• [Source text]
# help finding a civil service attorney



## tony01

I am looking to hire an attorney to help me obtain my job. Can anyone provide me a with a name of a good civil service attorney


----------



## 7costanza

A#1

Alan McDonald :: Lawyer - Southborough, Massachusetts (MA) :: Attorney Profile :: Super Lawyers


----------



## Guest

You're a dinosaur wolfie


----------



## 7costanza

Not to mention TV repair is an easier gig to land.


----------



## Bloodhound

7costanza said:


> A#1
> 
> Alan McDonald :: Lawyer - Southborough, Massachusetts (MA) :: Attorney Profile :: Super Lawyers


Bigtime ditto, for cops. I'm not sure what you're looking for if you're trying to "obtain" a job??


----------



## soxrock75

Brian Simoneau in Framingham is great. He's helped me a tremendous amount.......

www.policelaborlaw.com


----------



## Macop

I need a lawyer to help me get my job. Christ, you gotta be kidding me.

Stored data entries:
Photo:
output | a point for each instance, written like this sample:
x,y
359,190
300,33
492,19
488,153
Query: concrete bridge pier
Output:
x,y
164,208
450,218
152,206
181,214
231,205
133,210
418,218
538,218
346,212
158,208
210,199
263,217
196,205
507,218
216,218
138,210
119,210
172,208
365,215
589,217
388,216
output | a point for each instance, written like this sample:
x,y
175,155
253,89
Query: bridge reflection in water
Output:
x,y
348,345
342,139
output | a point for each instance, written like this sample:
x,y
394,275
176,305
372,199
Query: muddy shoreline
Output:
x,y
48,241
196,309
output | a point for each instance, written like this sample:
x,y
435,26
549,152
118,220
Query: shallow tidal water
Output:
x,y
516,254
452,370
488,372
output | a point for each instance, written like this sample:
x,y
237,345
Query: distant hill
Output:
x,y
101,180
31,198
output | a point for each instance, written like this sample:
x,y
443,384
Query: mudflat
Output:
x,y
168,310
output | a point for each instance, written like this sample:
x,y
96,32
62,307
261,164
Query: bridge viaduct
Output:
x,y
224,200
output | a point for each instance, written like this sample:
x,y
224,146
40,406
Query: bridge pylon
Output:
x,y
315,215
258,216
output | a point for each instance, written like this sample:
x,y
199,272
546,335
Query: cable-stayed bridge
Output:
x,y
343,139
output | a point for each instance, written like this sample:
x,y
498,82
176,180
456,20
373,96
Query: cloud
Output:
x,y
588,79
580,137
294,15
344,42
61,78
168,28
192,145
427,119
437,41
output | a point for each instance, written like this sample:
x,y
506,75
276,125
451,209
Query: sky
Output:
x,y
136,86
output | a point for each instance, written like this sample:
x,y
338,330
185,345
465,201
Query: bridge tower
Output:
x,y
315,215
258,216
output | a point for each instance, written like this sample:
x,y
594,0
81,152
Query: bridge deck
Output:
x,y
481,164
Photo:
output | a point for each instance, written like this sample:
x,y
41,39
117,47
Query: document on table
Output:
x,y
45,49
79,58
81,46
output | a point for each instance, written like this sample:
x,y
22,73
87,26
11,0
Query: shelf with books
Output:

• [Directions]
In the forum thread about finding a civil service attorney, which town is Brian Simoneau said to be in? The stored material has no part in this exercise.

• [Exercise solution]
Framingham